## [Exercise data]
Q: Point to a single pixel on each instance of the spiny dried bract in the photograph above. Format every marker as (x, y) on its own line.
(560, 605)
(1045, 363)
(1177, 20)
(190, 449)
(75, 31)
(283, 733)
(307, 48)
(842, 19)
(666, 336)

## [Problem description]
Retype the data. Keep every word as it stands.

## [Answer to the exercise]
Q: Point to a single pixel on each instance of the spiny dried bract in the photograph above. Format every marker as (x, y) on its own line.
(560, 605)
(1045, 363)
(1177, 20)
(190, 449)
(75, 31)
(283, 733)
(307, 48)
(842, 19)
(666, 336)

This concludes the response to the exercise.